- PROBLEM TO SOLVE -
Please reproduce the passage below on mora, taciturnity and acquiescence, between "Mora, taciturnity and" and "at para 13).", inclusive.
## Start SOURCE PASSAGE
Mora, taciturnity and acquiescence
[78] The respondent takes a more general point as to the admissibility
of this application for judicial review: that the petitioner is barred by mora,
taciturnity and acquiescence.
[79] As
is confirmed in Portobello Park Action Group Association v The City
of Edinburgh Council 2012 SLT 1137 (a decision which was issued subsequent
to the argument before me but which follows the authorities cited to me by Mrs
Wolffe) for the plea of mora, taciturnity
and acquiescence to be sustained, all three of these elements must be present: Somerville
v The Scottish Ministers supra at para 94 (Portobello Park Action Group Association at para 13).
There is no Scottish authority which supports the proposition that mere delay
will do: R (Burkett) v Hammersmith & Fulham London Borough
Council and another [2002] 1 WLR 1593, Lord Hope at para 63. Regard must
be had to all the circumstances of the case (Somerville, at para
94).
## End SOURCE PASSAGE
## Start DATA SHOWN
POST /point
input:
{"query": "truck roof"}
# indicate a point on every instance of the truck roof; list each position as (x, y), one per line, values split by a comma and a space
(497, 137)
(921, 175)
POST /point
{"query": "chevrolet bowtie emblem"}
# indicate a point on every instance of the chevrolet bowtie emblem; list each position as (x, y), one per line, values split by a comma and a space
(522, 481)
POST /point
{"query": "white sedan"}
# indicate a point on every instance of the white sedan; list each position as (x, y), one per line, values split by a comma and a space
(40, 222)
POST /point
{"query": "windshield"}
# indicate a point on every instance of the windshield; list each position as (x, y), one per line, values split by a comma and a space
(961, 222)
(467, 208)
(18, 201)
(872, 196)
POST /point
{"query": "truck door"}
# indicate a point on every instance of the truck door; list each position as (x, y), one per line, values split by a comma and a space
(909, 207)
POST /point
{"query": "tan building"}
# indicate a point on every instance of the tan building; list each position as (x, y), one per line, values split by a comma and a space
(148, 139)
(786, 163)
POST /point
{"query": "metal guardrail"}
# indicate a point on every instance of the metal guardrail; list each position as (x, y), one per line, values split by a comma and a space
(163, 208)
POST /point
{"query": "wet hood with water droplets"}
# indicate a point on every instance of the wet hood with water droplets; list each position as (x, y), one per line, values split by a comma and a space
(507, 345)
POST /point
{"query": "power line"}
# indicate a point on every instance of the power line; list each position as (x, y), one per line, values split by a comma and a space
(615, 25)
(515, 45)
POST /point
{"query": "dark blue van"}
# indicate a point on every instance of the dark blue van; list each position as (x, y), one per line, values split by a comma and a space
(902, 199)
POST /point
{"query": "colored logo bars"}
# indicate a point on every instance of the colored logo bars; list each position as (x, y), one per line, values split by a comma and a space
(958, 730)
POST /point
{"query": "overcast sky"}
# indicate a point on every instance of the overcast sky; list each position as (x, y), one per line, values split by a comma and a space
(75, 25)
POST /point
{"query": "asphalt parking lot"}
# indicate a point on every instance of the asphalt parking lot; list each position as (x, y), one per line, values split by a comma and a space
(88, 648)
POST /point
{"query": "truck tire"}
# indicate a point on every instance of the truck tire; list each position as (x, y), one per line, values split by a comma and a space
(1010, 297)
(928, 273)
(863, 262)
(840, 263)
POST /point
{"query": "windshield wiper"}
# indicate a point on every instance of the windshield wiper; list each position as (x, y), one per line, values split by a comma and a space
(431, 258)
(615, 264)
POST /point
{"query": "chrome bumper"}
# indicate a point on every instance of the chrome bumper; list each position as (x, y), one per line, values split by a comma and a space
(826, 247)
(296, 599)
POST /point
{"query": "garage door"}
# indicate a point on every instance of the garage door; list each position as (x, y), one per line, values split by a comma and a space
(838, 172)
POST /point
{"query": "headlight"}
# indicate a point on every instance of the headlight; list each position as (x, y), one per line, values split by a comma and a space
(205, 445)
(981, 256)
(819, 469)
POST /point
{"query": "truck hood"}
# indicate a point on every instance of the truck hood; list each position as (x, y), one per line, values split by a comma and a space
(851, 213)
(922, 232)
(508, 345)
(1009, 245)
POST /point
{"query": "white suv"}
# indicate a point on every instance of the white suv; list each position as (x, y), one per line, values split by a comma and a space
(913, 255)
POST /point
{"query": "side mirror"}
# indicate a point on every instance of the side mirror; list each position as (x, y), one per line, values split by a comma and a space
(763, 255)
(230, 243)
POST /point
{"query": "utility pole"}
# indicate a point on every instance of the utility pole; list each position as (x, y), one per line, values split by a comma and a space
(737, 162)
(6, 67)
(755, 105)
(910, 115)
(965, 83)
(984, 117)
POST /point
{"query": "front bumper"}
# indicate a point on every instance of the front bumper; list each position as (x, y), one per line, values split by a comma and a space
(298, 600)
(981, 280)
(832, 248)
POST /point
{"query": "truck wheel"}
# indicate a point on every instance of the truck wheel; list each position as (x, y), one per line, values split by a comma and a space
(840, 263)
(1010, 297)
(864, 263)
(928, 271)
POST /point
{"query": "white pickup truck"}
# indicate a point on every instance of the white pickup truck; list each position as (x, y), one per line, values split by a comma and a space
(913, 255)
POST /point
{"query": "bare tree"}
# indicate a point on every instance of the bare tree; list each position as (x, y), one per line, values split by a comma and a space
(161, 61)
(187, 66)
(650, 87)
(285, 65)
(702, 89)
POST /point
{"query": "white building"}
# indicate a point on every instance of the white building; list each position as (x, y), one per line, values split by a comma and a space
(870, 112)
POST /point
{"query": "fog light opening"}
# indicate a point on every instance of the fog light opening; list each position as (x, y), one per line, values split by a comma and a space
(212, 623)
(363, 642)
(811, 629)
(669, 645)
## End DATA SHOWN
- TASK RESPONSE -
Mora, taciturnity and acquiescence
[78] The respondent takes a more general point as to the admissibility
of this application for judicial review: that the petitioner is barred by mora,
taciturnity and acquiescence.
[79] As
is confirmed in Portobello Park Action Group Association v The City
of Edinburgh Council 2012 SLT 1137 (a decision which was issued subsequent
to the argument before me but which follows the authorities cited to me by Mrs
Wolffe) for the plea of mora, taciturnity
and acquiescence to be sustained, all three of these elements must be present: Somerville
v The Scottish Ministers supra at para 94 (Portobello Park Action Group Association at para 13).